Goal of the exercise: Write out all of the rows below verbatim, leaving out the pictures.

--- START ---

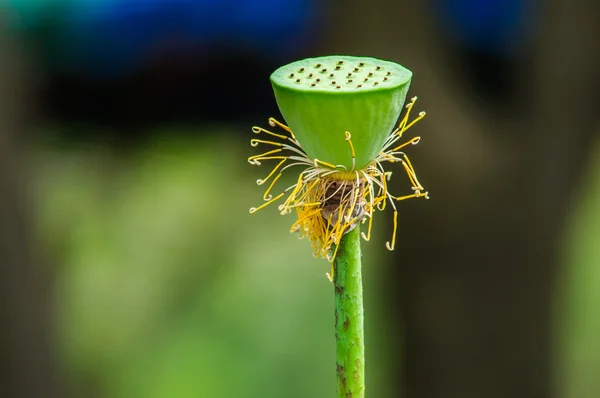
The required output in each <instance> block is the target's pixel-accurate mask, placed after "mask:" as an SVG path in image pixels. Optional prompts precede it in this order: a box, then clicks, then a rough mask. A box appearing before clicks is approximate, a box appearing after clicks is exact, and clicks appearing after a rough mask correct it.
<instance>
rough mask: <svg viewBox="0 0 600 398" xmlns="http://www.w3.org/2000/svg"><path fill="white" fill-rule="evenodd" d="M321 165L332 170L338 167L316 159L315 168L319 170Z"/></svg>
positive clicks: (335, 165) (314, 161) (318, 159)
mask: <svg viewBox="0 0 600 398" xmlns="http://www.w3.org/2000/svg"><path fill="white" fill-rule="evenodd" d="M319 163H320V164H322V165H323V166H326V167H329V168H331V169H337V166H336V165H333V164H331V163H327V162H323V161H322V160H319V159H315V160H314V164H315V167H317V168H318V167H319Z"/></svg>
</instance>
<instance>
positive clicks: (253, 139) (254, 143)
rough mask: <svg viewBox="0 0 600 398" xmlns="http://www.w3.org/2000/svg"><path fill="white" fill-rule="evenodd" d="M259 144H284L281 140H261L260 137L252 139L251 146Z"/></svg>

--- END ---

Response below:
The required output in each <instance> block is the target's pixel-accurate mask, placed after "mask:" as an SVG path in image pixels. Optional prompts precede it in this order: a box, then clicks, then a rough mask. A box appearing before clicks is approximate, a box appearing after clicks is exact, and clicks appearing after a rough mask correct it.
<instance>
rough mask: <svg viewBox="0 0 600 398" xmlns="http://www.w3.org/2000/svg"><path fill="white" fill-rule="evenodd" d="M321 165L332 170L338 167L316 159L315 168L319 170Z"/></svg>
positive clicks: (335, 165) (314, 161) (318, 159)
mask: <svg viewBox="0 0 600 398" xmlns="http://www.w3.org/2000/svg"><path fill="white" fill-rule="evenodd" d="M319 163H320V164H322V165H323V166H326V167H329V168H331V169H337V166H336V165H333V164H331V163H327V162H323V161H322V160H319V159H315V160H314V164H315V167H317V168H318V167H319Z"/></svg>
</instance>
<instance>
positive clicks: (253, 139) (254, 143)
rough mask: <svg viewBox="0 0 600 398" xmlns="http://www.w3.org/2000/svg"><path fill="white" fill-rule="evenodd" d="M259 144H284L281 140H261L260 137L252 139L251 146Z"/></svg>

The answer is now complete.